— start —

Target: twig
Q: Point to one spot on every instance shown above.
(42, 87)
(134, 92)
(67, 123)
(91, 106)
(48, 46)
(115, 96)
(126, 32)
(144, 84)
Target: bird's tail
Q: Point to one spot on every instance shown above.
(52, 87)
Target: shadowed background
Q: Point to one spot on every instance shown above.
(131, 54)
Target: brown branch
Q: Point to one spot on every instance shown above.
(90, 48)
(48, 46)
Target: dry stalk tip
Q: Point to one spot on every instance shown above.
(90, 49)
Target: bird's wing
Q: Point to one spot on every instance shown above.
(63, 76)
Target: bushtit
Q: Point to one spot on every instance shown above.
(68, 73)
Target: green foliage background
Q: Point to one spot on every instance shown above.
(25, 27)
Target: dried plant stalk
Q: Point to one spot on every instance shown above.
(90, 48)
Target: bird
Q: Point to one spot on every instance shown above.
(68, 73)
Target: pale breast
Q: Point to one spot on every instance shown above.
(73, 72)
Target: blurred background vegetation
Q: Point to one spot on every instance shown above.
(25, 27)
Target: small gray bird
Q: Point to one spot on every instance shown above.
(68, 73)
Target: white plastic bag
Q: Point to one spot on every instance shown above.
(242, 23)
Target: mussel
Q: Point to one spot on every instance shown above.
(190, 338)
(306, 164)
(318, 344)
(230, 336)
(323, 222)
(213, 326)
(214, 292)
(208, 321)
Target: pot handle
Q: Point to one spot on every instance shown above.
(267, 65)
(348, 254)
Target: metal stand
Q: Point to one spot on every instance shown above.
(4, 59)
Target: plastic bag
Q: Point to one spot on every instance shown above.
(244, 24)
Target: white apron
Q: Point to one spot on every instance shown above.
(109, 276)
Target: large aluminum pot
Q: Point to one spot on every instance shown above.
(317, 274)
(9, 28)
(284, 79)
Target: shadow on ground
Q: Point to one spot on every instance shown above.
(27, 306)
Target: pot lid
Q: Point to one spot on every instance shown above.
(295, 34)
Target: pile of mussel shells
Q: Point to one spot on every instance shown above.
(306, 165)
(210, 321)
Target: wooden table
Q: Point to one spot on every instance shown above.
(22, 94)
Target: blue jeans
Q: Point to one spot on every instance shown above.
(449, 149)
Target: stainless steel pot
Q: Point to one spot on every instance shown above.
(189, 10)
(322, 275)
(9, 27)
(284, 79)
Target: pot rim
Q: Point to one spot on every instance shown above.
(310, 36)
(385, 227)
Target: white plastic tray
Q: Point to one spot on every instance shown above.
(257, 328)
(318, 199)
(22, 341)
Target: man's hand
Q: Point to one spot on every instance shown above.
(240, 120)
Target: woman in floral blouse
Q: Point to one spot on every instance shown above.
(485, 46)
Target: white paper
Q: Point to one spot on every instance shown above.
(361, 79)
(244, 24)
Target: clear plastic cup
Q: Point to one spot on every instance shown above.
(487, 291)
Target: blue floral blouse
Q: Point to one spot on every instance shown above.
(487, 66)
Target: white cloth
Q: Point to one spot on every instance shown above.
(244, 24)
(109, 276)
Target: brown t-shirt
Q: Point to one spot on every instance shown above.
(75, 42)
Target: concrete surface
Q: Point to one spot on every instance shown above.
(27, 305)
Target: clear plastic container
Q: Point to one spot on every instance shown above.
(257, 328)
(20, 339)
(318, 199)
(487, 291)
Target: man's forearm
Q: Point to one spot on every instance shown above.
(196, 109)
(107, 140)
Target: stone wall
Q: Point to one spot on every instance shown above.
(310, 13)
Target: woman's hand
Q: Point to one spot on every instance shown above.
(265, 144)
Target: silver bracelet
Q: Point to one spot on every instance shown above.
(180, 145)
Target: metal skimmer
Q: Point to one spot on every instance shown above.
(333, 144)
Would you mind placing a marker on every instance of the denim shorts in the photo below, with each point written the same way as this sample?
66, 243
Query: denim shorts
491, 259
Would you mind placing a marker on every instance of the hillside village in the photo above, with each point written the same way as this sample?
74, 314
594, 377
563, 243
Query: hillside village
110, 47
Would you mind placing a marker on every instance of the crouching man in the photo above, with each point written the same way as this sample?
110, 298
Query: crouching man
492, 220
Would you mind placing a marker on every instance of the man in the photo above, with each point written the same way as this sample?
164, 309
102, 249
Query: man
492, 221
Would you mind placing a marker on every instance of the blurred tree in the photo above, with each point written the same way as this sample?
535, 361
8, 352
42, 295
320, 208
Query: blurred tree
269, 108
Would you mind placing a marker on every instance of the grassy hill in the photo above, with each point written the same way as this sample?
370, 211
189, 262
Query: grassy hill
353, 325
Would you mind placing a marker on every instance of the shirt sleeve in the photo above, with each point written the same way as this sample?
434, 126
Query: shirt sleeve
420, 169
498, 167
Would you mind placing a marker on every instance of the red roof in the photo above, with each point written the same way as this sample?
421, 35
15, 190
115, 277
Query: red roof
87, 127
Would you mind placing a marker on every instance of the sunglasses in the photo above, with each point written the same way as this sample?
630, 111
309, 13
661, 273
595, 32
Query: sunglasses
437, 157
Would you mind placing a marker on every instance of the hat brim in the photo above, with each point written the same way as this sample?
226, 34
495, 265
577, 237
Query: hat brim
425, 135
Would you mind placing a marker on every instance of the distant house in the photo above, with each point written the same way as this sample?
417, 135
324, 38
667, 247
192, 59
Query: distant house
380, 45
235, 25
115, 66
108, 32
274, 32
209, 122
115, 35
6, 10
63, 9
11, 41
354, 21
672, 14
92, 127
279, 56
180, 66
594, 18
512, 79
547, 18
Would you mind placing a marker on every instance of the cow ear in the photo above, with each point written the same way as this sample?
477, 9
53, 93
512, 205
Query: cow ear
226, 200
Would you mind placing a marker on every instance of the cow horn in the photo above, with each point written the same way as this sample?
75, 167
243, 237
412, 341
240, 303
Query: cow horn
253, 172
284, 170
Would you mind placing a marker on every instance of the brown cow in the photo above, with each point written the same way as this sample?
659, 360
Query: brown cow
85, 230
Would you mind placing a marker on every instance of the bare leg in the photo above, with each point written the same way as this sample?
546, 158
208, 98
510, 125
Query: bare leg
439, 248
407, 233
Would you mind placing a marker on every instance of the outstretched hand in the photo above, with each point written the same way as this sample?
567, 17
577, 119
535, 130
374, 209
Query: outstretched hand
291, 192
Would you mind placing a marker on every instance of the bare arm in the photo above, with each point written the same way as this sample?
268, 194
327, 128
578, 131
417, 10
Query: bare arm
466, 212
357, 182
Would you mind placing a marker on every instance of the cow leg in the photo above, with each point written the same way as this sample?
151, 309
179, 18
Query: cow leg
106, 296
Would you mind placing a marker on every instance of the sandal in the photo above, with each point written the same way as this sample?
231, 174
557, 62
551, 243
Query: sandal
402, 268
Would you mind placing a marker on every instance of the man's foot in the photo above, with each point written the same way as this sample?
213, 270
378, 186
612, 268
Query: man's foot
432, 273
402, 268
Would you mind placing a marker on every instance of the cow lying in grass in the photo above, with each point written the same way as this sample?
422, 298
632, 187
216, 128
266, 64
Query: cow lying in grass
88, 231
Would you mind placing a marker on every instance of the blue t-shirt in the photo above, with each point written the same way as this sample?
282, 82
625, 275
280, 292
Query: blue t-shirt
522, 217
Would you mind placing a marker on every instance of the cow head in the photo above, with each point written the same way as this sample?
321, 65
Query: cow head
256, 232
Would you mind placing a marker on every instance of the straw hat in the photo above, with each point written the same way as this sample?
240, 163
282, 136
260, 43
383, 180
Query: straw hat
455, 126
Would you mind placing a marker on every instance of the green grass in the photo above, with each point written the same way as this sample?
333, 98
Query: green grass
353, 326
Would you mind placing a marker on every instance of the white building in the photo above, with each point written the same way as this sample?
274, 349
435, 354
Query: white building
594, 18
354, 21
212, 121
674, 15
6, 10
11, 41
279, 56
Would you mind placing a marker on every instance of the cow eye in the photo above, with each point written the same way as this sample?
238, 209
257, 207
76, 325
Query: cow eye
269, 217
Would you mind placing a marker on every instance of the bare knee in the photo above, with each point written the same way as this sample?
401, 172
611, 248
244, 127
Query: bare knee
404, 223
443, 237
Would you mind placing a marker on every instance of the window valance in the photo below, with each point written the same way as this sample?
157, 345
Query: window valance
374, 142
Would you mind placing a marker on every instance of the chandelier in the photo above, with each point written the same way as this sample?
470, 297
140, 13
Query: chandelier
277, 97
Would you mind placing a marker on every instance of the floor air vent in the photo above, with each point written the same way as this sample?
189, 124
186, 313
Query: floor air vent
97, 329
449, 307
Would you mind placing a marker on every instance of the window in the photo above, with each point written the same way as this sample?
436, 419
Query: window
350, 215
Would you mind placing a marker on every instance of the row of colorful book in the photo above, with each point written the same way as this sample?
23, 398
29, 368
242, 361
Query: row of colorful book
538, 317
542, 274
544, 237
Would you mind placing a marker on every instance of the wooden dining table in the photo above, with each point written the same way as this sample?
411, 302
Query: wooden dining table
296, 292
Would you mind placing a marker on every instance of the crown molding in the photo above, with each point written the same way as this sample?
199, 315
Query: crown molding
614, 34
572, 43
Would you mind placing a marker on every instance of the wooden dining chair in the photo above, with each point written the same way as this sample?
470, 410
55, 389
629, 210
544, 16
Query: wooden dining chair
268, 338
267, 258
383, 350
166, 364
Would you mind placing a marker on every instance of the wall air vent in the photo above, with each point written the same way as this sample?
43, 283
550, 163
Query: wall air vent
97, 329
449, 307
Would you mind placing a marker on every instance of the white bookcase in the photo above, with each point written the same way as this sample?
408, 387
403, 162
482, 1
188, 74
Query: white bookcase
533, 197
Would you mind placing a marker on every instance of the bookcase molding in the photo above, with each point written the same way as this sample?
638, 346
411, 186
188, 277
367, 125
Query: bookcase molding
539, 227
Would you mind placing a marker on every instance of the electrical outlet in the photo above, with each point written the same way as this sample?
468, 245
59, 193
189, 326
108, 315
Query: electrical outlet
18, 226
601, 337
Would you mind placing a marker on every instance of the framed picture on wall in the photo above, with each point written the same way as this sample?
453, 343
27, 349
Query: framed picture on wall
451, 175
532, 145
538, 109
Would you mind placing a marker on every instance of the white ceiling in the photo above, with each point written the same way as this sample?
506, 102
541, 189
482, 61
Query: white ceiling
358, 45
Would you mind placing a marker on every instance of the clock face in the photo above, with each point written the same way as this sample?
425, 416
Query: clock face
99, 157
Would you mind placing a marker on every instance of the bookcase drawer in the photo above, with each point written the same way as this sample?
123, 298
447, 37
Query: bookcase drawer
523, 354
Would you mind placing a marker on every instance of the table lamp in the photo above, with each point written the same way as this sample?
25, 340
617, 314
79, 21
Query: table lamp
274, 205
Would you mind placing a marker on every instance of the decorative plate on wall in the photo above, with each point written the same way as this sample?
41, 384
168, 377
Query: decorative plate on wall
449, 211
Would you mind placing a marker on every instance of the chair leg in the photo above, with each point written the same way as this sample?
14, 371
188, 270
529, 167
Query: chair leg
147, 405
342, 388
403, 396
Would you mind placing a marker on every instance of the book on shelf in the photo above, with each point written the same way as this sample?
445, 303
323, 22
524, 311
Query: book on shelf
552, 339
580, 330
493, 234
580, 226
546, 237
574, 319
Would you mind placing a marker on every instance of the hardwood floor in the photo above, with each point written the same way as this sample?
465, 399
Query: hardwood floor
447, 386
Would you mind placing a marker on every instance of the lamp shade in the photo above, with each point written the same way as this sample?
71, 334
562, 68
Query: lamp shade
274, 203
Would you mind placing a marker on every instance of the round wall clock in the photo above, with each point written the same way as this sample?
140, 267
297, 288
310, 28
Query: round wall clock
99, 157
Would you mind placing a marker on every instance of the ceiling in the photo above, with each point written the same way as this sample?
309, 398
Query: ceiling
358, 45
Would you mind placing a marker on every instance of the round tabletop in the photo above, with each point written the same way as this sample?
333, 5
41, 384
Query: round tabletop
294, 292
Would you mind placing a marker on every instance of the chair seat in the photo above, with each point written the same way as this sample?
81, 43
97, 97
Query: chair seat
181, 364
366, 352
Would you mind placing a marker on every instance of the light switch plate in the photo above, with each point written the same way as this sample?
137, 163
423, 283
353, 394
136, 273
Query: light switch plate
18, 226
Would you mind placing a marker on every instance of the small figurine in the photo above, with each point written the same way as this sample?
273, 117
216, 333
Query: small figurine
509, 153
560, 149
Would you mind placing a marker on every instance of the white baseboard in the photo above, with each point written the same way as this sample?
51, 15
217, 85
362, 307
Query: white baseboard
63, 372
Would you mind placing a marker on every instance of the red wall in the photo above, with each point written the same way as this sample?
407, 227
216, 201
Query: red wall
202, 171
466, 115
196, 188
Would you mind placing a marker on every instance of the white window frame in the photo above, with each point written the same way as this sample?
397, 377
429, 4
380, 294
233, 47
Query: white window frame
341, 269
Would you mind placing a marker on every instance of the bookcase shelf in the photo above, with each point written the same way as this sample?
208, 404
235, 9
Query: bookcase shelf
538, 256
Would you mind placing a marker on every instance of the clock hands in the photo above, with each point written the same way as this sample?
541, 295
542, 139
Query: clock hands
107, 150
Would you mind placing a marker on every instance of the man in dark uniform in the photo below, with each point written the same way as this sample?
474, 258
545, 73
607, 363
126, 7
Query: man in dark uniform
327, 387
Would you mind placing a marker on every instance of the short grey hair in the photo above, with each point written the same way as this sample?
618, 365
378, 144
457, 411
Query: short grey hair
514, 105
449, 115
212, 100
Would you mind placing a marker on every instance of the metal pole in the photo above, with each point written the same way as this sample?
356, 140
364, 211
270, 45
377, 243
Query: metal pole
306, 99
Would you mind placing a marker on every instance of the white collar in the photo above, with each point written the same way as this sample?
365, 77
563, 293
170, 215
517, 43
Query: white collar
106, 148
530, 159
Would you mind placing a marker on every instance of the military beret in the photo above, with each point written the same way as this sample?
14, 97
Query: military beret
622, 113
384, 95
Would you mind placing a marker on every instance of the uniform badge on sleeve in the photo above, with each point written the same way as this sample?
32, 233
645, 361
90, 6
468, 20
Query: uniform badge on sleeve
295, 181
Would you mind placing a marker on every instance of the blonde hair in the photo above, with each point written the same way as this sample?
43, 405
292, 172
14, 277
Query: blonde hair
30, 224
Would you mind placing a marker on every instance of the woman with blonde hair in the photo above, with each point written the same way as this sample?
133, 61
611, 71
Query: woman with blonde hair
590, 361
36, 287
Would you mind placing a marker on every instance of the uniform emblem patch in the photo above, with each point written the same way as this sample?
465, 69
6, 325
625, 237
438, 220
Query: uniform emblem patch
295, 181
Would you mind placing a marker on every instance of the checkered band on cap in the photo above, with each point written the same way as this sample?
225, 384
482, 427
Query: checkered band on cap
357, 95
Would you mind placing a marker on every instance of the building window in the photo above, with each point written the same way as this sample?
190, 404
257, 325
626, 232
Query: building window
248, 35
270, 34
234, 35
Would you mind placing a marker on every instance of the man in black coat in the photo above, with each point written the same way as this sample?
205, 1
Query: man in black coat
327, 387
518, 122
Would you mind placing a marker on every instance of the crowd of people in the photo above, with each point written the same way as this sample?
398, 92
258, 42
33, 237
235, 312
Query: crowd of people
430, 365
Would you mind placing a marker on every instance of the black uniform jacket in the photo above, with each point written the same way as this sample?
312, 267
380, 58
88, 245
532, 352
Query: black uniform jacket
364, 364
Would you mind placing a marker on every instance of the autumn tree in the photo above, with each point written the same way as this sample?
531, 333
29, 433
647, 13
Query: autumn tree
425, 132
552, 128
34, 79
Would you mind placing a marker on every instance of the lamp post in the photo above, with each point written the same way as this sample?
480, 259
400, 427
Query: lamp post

— end —

Only the lines from the one containing "of the blonde" through the end of the material should be reproduced, exactly, with both ends included.

→ **Output**:
Would you mind placing a marker on every instance of the blonde hair in the photo above, with each point written the same way as this sample?
43, 405
292, 172
14, 277
Query: blonde hair
30, 224
Would you mind placing a marker on every instance of the woman with blonde hair in the photo above, with each point written the same way as this sample?
133, 61
611, 71
Query: woman with blonde hair
590, 361
36, 287
Would you mind placing a marker on every instance of the uniform emblem patch in the photo above, with each point written the same way as this sample?
465, 69
6, 325
625, 237
438, 220
Query: uniform emblem patch
295, 181
Would you mind placing a marker on every instance of the checkered band on cap in the photo above, with each point written the same way as this sample?
225, 384
482, 427
Query: checkered band on cap
357, 95
Would you mind placing a marker on every instance of the building window in the photo above, with each point written the same way as this sample?
190, 404
257, 325
626, 232
Query: building window
248, 35
270, 34
234, 35
Would you mind placing a marker on every instance of the man in black coat in the photo above, with each point written the same way as this sample?
205, 1
Query: man in black coat
327, 387
518, 122
Would you mind placing a marker on every instance of the crowd of people in the photo above, with each point written the same way as this sample?
398, 92
258, 42
33, 237
235, 312
Query: crowd of people
430, 365
Would you mind placing a marker on every instance of the black uniform jacket in the photo above, with each point written the same way as this sample?
312, 267
380, 58
88, 245
532, 352
Query: black uniform jacket
364, 364
Would you mind placing a marker on every instance of the autumn tree in the photo above, with each point written the same way as this sample?
531, 333
29, 433
647, 13
Query: autumn tree
425, 132
552, 128
34, 79
Would you mind placing a marker on every instance of the lamp post in the photo above, with each point written the same way as this sample?
480, 259
400, 427
Query: lamp post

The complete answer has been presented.